**Задание 1**: Перечислите все виды опыта, которые, согласно отрывку об устной истории, прежде всего затрагивает корпус устно-исторических воспоминаний.
**Задание 2**: Продолжите отрывок об устной истории и гендерных различиях в воспоминаниях, начиная сразу после его последнего предложения.

**Отрывок**:

====================

На платформе Устной истории кристаллизация гендерных различий в модусе воспоминаний проходит по своей эпистемологической логике – вследствие интерпретации исследователем нарративных особенностей свидетельств драматических и трагических событий, припомненных мужчинами и женщинами. Поскольку культура коллективных воспоминаний в ХХ в. имеет тенденцию группироваться вокруг насильственных травм [Fussell, 1975, р. 335], корпус устно-исторических воспоминаний прежде всего затрагивает опыт участия в войнах, депортациях, геноциде, репрессиях, этнических чистках. По Фасселлу, «современные» воспоминания, например, о Первой мировой войне вращаются вокруг относительно небольшого числа воспроизводимых сцен. Эти сцены получили особый резонанс не потому, что точно представляли войну, а потому, что воплотили, по его мнению, социальные обстоятельства конца ХХ в. То есть насилие и войны были одними из наиболее привлекательных ресурсов для политики и висцеральной (внутренней, локальной) коллективной памяти.

====================

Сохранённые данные
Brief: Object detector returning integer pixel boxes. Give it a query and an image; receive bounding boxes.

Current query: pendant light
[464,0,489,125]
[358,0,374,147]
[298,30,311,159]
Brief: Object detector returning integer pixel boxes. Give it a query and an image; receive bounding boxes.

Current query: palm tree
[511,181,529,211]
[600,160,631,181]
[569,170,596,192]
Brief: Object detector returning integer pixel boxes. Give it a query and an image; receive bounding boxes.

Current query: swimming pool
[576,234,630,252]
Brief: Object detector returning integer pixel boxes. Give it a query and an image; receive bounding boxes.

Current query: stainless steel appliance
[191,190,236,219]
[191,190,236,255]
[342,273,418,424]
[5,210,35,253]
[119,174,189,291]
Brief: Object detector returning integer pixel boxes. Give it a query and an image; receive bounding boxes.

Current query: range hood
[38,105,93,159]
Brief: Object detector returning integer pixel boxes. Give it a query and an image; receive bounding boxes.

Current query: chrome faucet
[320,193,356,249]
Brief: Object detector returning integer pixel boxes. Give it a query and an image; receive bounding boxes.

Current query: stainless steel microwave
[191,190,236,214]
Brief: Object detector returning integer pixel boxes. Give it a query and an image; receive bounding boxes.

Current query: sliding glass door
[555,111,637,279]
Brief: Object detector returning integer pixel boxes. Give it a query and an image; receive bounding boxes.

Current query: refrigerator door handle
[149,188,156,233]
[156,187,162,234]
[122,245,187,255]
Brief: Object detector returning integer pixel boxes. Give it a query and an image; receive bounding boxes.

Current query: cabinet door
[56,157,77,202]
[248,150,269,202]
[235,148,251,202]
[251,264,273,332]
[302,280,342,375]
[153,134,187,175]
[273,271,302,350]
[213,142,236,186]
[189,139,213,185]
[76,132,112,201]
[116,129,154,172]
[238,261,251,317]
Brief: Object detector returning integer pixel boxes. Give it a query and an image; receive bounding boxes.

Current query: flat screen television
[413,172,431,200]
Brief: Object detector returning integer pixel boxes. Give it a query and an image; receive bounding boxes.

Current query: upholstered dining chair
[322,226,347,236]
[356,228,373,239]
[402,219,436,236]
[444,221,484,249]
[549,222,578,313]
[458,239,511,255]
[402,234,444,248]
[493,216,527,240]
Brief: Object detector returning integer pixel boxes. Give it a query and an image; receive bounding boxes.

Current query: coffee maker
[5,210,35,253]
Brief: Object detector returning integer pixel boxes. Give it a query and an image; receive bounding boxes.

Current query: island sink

====================

**Ожидаемый ответ 1**: Войны, депортации, геноцид, репрессии, этнические чистки.

**Ожидаемый ответ 2**:
В поле этого дискурса отметим прежде всего труды К. Гиллиган, которая на основе своих исследований утверждает, что нет гендерных различий относительно именно семантической памяти, запоминания и воспроизведения теорий и фактов, связанных с общим знанием [Gilligan, 1990]. Различия касаются в первую очередь, по мнению устного историка П.Томпсона, деталей, которыми женщины насыщают свои воспоминания о значимых событиях в значительно большей степени, чем мужчины [International Yearbook of Oral History and Life Stories, 1996, р. 50–51]. П.Томпсон признается, насколько сложнее и более трудоемко получить полные ответы от мужчин, которые заканчивают свой рассказ словами: «Это все правда» [Там же, р. 50].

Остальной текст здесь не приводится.